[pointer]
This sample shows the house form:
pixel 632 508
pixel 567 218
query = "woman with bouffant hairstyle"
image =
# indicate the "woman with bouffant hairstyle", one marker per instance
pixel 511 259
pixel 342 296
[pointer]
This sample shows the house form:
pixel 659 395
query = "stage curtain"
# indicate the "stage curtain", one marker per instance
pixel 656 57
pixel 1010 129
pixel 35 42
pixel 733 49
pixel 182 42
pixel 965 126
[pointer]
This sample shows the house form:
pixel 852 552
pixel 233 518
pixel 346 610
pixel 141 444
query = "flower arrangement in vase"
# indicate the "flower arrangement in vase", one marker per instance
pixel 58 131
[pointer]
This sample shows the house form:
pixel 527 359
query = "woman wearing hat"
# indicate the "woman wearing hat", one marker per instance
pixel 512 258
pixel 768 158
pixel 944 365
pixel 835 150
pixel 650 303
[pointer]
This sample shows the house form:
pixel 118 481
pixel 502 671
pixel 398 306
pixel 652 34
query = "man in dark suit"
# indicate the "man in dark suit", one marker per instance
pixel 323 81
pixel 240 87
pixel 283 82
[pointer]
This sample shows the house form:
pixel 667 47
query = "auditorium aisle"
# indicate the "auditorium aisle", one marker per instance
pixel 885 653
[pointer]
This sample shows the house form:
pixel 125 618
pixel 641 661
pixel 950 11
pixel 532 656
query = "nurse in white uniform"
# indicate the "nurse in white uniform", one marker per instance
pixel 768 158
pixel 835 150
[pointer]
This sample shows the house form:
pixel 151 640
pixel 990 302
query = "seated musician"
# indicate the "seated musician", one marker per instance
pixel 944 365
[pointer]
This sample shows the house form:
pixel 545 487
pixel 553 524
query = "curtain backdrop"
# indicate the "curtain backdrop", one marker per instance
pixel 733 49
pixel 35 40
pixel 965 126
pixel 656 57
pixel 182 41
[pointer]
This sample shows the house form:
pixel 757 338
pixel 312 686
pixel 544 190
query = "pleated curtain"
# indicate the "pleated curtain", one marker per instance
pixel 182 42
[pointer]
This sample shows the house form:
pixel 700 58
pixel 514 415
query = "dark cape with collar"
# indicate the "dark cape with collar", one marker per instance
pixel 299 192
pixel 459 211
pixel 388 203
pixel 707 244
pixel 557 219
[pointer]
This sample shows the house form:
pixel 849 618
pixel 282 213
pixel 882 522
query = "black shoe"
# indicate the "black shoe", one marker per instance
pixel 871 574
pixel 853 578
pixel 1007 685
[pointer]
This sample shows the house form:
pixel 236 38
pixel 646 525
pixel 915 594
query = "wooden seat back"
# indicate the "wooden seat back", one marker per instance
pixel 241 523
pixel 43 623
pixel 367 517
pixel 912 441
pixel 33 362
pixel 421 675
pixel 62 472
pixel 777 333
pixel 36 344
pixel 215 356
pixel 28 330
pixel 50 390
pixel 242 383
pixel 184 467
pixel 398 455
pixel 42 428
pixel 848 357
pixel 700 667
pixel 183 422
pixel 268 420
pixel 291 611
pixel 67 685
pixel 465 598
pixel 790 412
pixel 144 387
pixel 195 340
--------------------
§ ASSIGNMENT
Please copy all of the data above exactly.

§ SOLUTION
[pointer]
This sample shows the house form:
pixel 632 508
pixel 567 218
query = "woman with bouffant hairstyle"
image =
# indicate the "woman with bouffant hairstyle", one marker per instance
pixel 511 259
pixel 342 296
[pointer]
This sample shows the house form:
pixel 659 395
query = "stage curtain"
# indicate the "stage curtain", one marker per instance
pixel 656 57
pixel 1010 129
pixel 35 42
pixel 733 49
pixel 182 42
pixel 965 126
[pointer]
This sample shows the house form:
pixel 852 552
pixel 233 518
pixel 346 610
pixel 141 444
query = "flower arrangement in vase"
# indicate the "flower arrangement in vase", one marker per instance
pixel 58 131
[pointer]
This sample shows the house form:
pixel 527 359
query = "woman wearing hat"
# indicate the "woman wearing hat", one marker per instance
pixel 512 258
pixel 768 158
pixel 944 365
pixel 835 150
pixel 650 303
[pointer]
This sample shows the house form:
pixel 118 481
pixel 502 671
pixel 398 306
pixel 652 34
query = "man in dark suit"
# indicate the "man in dark suit", one marker per instance
pixel 323 81
pixel 240 87
pixel 283 82
[pointer]
This sample shows the house form:
pixel 667 47
query = "auditorium aisle"
# indicate the "auditorium aisle", one marker per instance
pixel 885 653
[pointer]
This sample shows the house form:
pixel 125 618
pixel 641 661
pixel 950 11
pixel 532 656
query = "nurse in white uniform"
# indicate the "nurse in white uniform", one marker per instance
pixel 768 158
pixel 835 150
[pointer]
This sample shows the house form:
pixel 151 640
pixel 990 302
query = "seated musician"
# indicate the "seated musician", one marker per instance
pixel 944 365
[pointer]
This sample shows the house form:
pixel 545 487
pixel 553 524
query = "curtain backdrop"
# indicate the "curtain backdrop", one marker per instance
pixel 733 49
pixel 35 40
pixel 965 126
pixel 656 57
pixel 182 41
[pointer]
This sample shows the house form:
pixel 757 338
pixel 312 686
pixel 544 190
query = "pleated curtain"
# indicate the "pleated curtain", one marker per instance
pixel 182 42
[pointer]
This sample shows the house form:
pixel 700 58
pixel 514 415
query = "dark cape with collar"
# indicate the "dark cape with collar", one marker per instance
pixel 299 192
pixel 459 211
pixel 388 203
pixel 707 244
pixel 557 219
[pointer]
This sample shows the house form:
pixel 849 618
pixel 282 213
pixel 882 522
query = "black shoe"
# indicate the "black shoe", one marker per instance
pixel 871 574
pixel 853 578
pixel 1007 685
[pointer]
This sample shows the house form:
pixel 236 38
pixel 646 525
pixel 915 594
query = "wooden seat back"
# indicate the "wooden seat back", one marker per instance
pixel 241 523
pixel 43 623
pixel 367 517
pixel 912 441
pixel 33 362
pixel 421 675
pixel 62 472
pixel 777 333
pixel 36 344
pixel 215 356
pixel 28 330
pixel 50 390
pixel 242 383
pixel 184 467
pixel 398 455
pixel 42 428
pixel 848 357
pixel 700 667
pixel 183 422
pixel 268 420
pixel 291 611
pixel 67 685
pixel 465 598
pixel 790 412
pixel 144 387
pixel 195 340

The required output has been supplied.